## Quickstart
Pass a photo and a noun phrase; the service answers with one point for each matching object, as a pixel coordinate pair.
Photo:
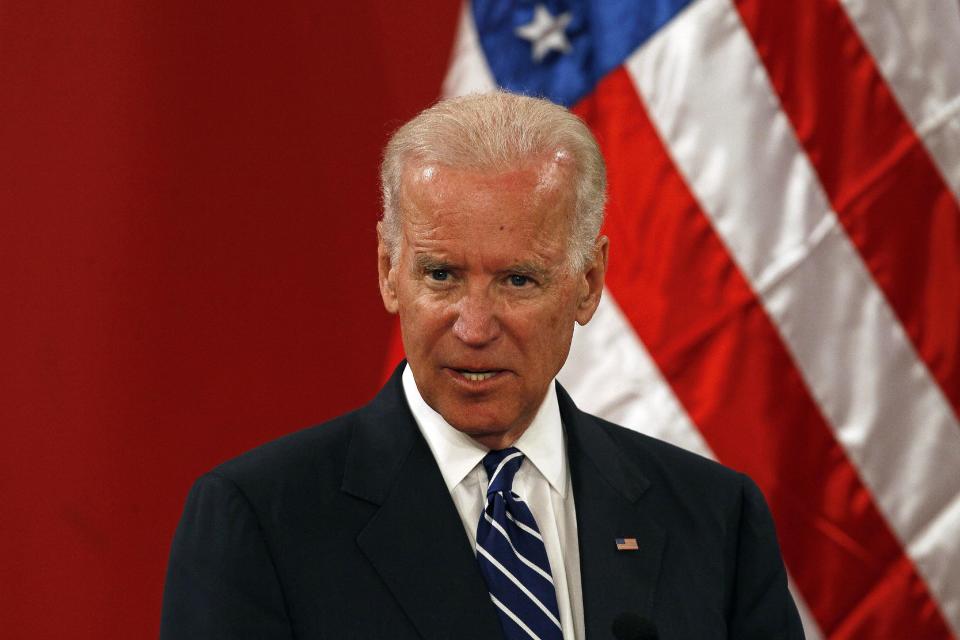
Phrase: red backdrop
(188, 193)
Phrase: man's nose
(477, 323)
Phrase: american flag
(627, 544)
(784, 284)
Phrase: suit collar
(416, 543)
(415, 540)
(609, 491)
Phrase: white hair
(498, 131)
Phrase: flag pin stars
(627, 544)
(546, 32)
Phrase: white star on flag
(546, 32)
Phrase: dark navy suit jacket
(346, 530)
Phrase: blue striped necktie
(512, 557)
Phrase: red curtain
(188, 194)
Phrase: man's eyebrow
(526, 268)
(427, 262)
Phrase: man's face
(486, 297)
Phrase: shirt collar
(457, 453)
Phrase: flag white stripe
(708, 95)
(514, 617)
(469, 71)
(917, 47)
(496, 525)
(627, 389)
(502, 569)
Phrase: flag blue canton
(601, 36)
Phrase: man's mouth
(476, 376)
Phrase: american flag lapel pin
(627, 544)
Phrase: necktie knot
(501, 466)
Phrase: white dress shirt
(543, 481)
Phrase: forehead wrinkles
(434, 198)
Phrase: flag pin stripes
(627, 544)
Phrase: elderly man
(470, 498)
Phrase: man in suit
(471, 498)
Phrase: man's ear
(592, 284)
(387, 273)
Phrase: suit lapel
(608, 493)
(415, 541)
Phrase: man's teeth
(478, 375)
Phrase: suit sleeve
(762, 607)
(221, 579)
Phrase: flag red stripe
(885, 188)
(725, 361)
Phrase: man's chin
(490, 434)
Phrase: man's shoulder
(667, 464)
(311, 457)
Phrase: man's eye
(439, 274)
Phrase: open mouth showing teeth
(477, 376)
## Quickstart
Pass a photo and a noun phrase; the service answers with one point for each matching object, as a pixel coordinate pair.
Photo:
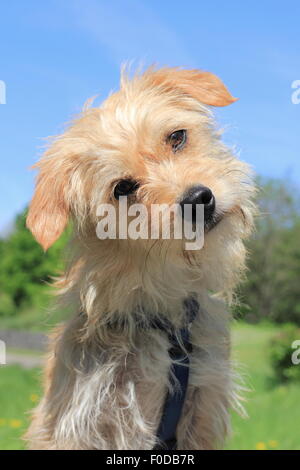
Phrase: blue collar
(179, 377)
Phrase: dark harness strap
(179, 352)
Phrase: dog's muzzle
(199, 195)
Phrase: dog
(109, 368)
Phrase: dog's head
(153, 141)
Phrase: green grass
(19, 391)
(274, 412)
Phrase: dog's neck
(114, 284)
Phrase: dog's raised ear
(48, 210)
(203, 86)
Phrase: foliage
(272, 286)
(281, 351)
(25, 269)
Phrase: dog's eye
(177, 139)
(125, 187)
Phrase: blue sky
(56, 53)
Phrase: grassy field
(274, 412)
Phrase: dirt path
(27, 361)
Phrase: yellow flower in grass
(273, 444)
(34, 397)
(15, 423)
(261, 446)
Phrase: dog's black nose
(198, 195)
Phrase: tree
(272, 286)
(25, 269)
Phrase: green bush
(25, 270)
(281, 351)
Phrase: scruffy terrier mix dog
(108, 372)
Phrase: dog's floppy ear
(203, 86)
(48, 210)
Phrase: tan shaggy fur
(105, 387)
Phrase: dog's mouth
(212, 222)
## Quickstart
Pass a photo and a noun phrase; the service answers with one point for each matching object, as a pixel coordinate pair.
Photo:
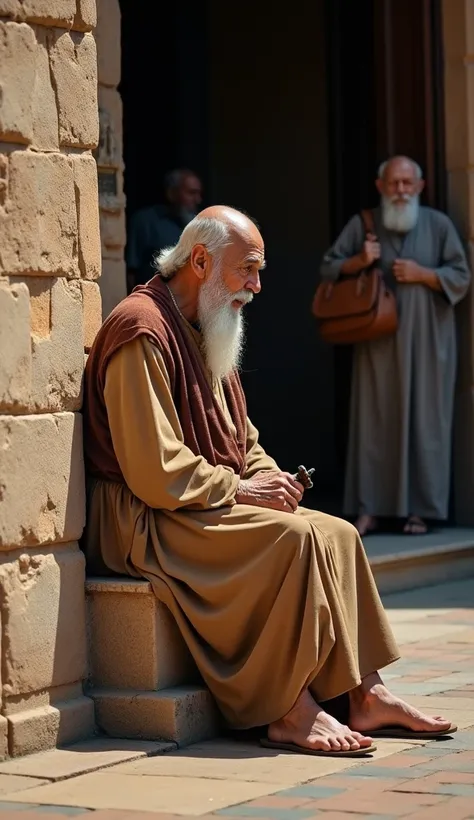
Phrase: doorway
(286, 120)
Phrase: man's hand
(370, 251)
(407, 271)
(271, 489)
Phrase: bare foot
(415, 526)
(365, 524)
(307, 725)
(373, 707)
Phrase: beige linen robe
(402, 394)
(268, 602)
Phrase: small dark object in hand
(304, 476)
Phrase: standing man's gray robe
(403, 386)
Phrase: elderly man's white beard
(397, 217)
(222, 325)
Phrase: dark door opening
(286, 120)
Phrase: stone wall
(50, 259)
(458, 22)
(109, 155)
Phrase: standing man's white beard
(400, 218)
(222, 325)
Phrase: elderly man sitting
(276, 603)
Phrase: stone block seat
(141, 676)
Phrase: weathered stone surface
(41, 479)
(15, 345)
(39, 224)
(92, 311)
(107, 36)
(154, 656)
(112, 284)
(109, 152)
(3, 738)
(85, 181)
(112, 231)
(74, 65)
(17, 74)
(50, 726)
(48, 12)
(45, 113)
(85, 756)
(184, 714)
(50, 379)
(86, 16)
(43, 617)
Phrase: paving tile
(311, 790)
(456, 808)
(68, 811)
(227, 760)
(453, 761)
(395, 803)
(110, 790)
(90, 755)
(5, 805)
(400, 773)
(279, 801)
(276, 814)
(10, 783)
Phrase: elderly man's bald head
(214, 229)
(399, 184)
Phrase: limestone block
(41, 479)
(57, 355)
(110, 149)
(112, 283)
(45, 112)
(50, 726)
(108, 35)
(42, 346)
(92, 310)
(15, 346)
(74, 65)
(183, 714)
(43, 617)
(112, 231)
(86, 16)
(38, 224)
(17, 74)
(47, 12)
(85, 181)
(133, 639)
(3, 738)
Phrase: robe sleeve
(148, 439)
(256, 458)
(453, 271)
(349, 243)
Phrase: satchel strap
(368, 221)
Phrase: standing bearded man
(402, 396)
(276, 603)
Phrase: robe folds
(268, 602)
(402, 393)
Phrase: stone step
(425, 565)
(182, 714)
(142, 678)
(134, 642)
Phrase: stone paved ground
(224, 779)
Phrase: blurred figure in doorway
(159, 226)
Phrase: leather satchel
(357, 307)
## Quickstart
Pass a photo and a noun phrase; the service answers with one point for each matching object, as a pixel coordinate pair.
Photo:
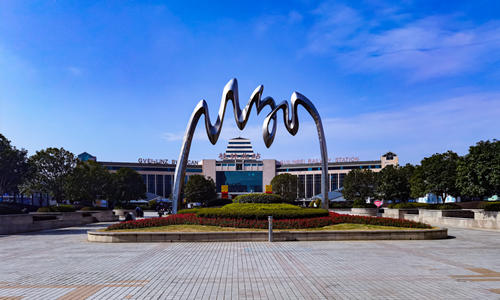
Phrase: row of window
(166, 169)
(232, 165)
(244, 181)
(329, 168)
(310, 185)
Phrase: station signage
(317, 160)
(151, 161)
(239, 156)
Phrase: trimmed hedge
(188, 211)
(58, 208)
(331, 219)
(9, 210)
(342, 204)
(404, 205)
(490, 206)
(425, 205)
(261, 211)
(259, 198)
(363, 205)
(219, 202)
(90, 208)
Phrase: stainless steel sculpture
(230, 93)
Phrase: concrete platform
(245, 236)
(62, 264)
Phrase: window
(341, 180)
(317, 184)
(168, 185)
(334, 181)
(159, 185)
(301, 186)
(241, 181)
(309, 186)
(151, 184)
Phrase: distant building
(244, 171)
(85, 157)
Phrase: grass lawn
(202, 228)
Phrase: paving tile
(61, 264)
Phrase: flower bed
(331, 219)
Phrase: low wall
(356, 211)
(245, 236)
(465, 218)
(11, 224)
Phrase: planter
(123, 212)
(371, 212)
(399, 213)
(239, 236)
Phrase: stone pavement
(61, 264)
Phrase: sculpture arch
(230, 93)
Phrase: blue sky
(119, 79)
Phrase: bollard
(270, 220)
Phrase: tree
(51, 168)
(127, 185)
(88, 182)
(478, 173)
(359, 185)
(14, 167)
(200, 189)
(285, 185)
(439, 174)
(393, 183)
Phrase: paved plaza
(61, 264)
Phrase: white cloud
(75, 71)
(424, 48)
(413, 132)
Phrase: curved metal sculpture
(230, 93)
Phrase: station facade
(244, 171)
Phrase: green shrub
(259, 198)
(363, 204)
(444, 206)
(425, 205)
(315, 203)
(9, 210)
(91, 208)
(152, 204)
(404, 205)
(219, 202)
(188, 211)
(261, 211)
(59, 208)
(490, 206)
(342, 204)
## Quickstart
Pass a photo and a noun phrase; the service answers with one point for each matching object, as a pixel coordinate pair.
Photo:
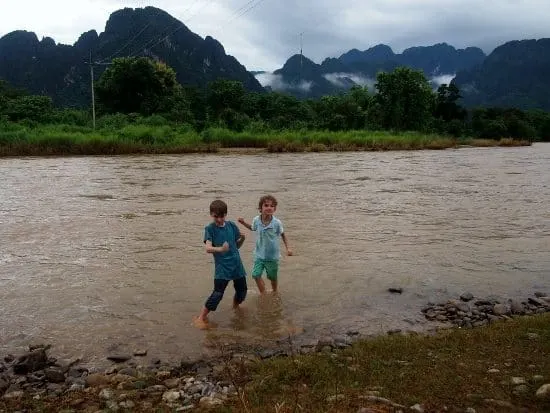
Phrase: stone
(521, 389)
(209, 401)
(516, 381)
(119, 358)
(171, 396)
(54, 375)
(500, 309)
(13, 395)
(106, 394)
(336, 397)
(543, 391)
(32, 361)
(171, 383)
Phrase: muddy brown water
(105, 254)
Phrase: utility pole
(301, 54)
(93, 93)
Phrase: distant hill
(516, 74)
(60, 71)
(439, 62)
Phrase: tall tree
(136, 85)
(405, 99)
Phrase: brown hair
(267, 198)
(218, 207)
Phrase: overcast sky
(269, 32)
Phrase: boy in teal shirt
(267, 252)
(223, 239)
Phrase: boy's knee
(213, 301)
(240, 296)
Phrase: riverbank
(47, 140)
(501, 364)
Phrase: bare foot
(201, 323)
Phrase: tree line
(134, 90)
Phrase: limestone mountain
(61, 71)
(515, 74)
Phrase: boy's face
(219, 219)
(268, 208)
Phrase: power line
(128, 42)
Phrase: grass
(19, 140)
(449, 369)
(443, 372)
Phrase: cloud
(266, 35)
(340, 79)
(277, 83)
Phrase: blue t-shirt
(227, 265)
(267, 239)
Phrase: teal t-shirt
(267, 239)
(227, 265)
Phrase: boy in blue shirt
(267, 253)
(223, 239)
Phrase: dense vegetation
(142, 108)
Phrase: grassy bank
(18, 140)
(452, 371)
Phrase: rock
(118, 358)
(54, 375)
(537, 301)
(127, 404)
(500, 309)
(171, 396)
(543, 391)
(96, 380)
(209, 401)
(498, 403)
(517, 307)
(335, 397)
(532, 336)
(516, 381)
(14, 395)
(106, 394)
(32, 361)
(521, 389)
(171, 383)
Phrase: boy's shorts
(271, 269)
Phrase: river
(103, 254)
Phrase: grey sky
(264, 37)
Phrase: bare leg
(261, 285)
(202, 320)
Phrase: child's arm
..............................
= Your instructions =
Repeat the line that contains "Phrase: tall tree", then every line after it until the records end, with nothing added.

= Response below =
Phrase: tall tree
(136, 85)
(405, 99)
Phrase: brown hair
(267, 198)
(218, 207)
Phrase: overcast sky
(269, 32)
Phrase: boy in teal shirt
(267, 252)
(223, 239)
Phrase: boy's knee
(213, 301)
(240, 296)
Phrase: riverbank
(47, 140)
(501, 364)
Phrase: bare foot
(201, 323)
Phrase: tree line
(134, 90)
Phrase: limestone mountain
(61, 71)
(515, 74)
Phrase: boy's face
(219, 219)
(268, 208)
Phrase: power line
(128, 42)
Phrase: grass
(19, 140)
(449, 369)
(443, 372)
Phrase: cloud
(266, 35)
(340, 79)
(277, 83)
Phrase: blue t-shirt
(227, 265)
(267, 239)
Phrase: teal t-shirt
(267, 239)
(227, 265)
Phrase: boy in blue shirt
(267, 253)
(223, 239)
Phrase: dense vegetation
(142, 108)
Phrase: grassy bank
(18, 140)
(452, 371)
Phrase: rock
(118, 358)
(54, 375)
(537, 301)
(127, 404)
(500, 309)
(171, 396)
(543, 391)
(96, 380)
(209, 401)
(498, 403)
(517, 307)
(335, 397)
(532, 336)
(516, 381)
(14, 395)
(106, 394)
(32, 361)
(521, 389)
(171, 383)
Phrase: boy's shorts
(271, 269)
Phrase: river
(103, 254)
Phrase: grey sky
(264, 37)
Phrase: bare leg
(261, 285)
(202, 320)
Phrase: child's arm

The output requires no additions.